Records from a data collection
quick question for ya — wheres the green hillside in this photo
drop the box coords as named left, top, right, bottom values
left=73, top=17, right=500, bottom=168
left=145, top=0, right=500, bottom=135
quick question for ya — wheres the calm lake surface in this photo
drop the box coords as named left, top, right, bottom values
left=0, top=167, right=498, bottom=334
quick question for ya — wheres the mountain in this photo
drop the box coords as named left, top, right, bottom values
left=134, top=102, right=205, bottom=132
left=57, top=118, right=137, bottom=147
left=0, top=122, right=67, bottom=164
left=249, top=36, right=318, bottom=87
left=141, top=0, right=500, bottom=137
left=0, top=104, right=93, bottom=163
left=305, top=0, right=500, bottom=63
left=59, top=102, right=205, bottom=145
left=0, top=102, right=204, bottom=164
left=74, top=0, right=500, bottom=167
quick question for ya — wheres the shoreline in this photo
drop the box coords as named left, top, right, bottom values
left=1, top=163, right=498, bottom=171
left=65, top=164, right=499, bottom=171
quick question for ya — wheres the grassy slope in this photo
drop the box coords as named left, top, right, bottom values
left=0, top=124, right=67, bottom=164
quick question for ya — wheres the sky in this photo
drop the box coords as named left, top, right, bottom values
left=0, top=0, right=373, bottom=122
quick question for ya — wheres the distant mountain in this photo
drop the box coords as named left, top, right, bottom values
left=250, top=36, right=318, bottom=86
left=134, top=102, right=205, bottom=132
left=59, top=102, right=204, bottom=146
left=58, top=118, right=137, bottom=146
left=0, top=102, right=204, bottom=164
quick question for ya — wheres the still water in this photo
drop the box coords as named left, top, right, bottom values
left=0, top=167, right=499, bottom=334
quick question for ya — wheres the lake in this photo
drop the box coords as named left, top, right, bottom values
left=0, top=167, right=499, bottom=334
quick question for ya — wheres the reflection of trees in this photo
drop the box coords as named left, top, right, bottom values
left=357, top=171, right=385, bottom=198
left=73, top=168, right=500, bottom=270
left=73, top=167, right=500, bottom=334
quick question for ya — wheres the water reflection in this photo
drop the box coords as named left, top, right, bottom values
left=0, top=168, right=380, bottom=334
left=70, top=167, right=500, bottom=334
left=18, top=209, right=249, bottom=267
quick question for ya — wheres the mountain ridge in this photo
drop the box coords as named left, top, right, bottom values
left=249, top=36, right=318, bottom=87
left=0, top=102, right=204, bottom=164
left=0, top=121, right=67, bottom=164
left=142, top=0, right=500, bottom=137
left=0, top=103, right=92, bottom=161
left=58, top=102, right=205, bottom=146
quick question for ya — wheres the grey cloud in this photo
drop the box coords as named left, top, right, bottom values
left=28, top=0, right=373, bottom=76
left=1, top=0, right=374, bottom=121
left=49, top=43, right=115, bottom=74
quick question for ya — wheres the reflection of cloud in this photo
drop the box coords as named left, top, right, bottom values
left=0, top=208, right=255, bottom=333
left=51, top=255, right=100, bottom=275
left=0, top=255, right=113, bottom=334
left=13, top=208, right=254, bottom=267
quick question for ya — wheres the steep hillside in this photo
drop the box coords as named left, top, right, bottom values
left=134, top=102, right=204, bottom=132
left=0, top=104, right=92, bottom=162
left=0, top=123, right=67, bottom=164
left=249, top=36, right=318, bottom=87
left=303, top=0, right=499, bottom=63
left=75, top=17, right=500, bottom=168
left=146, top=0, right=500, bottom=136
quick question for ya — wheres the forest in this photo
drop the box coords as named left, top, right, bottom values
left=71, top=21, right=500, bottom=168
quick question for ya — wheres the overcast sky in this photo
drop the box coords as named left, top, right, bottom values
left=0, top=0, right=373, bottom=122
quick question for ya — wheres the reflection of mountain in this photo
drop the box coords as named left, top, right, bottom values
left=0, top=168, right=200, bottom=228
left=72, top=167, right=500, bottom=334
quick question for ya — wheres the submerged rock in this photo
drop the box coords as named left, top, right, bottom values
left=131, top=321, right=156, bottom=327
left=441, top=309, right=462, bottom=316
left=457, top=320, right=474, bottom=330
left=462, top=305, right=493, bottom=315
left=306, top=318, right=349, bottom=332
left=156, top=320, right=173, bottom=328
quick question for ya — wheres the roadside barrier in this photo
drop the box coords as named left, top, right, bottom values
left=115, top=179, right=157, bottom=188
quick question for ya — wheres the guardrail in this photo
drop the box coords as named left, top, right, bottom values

> **What to work on**
Write down again, exactly as given, only the lines above that fall from the line with "quick question for ya — wheres the forest" to the line with "quick question for ya — wheres the submerged", inclusive.

> **Answer to the exercise**
quick question for ya — wheres the forest in this photo
drop the box coords as named left, top, right, bottom values
left=71, top=21, right=500, bottom=168
quick question for ya — wheres the overcast sky in this photo
drop the box coords as named left, top, right, bottom values
left=0, top=0, right=373, bottom=122
quick question for ya — wheres the reflection of mountain in this photo
drop the box coords as named left, top, right, bottom values
left=0, top=168, right=200, bottom=228
left=72, top=167, right=500, bottom=334
quick question for ya — wheres the submerged rock in this photo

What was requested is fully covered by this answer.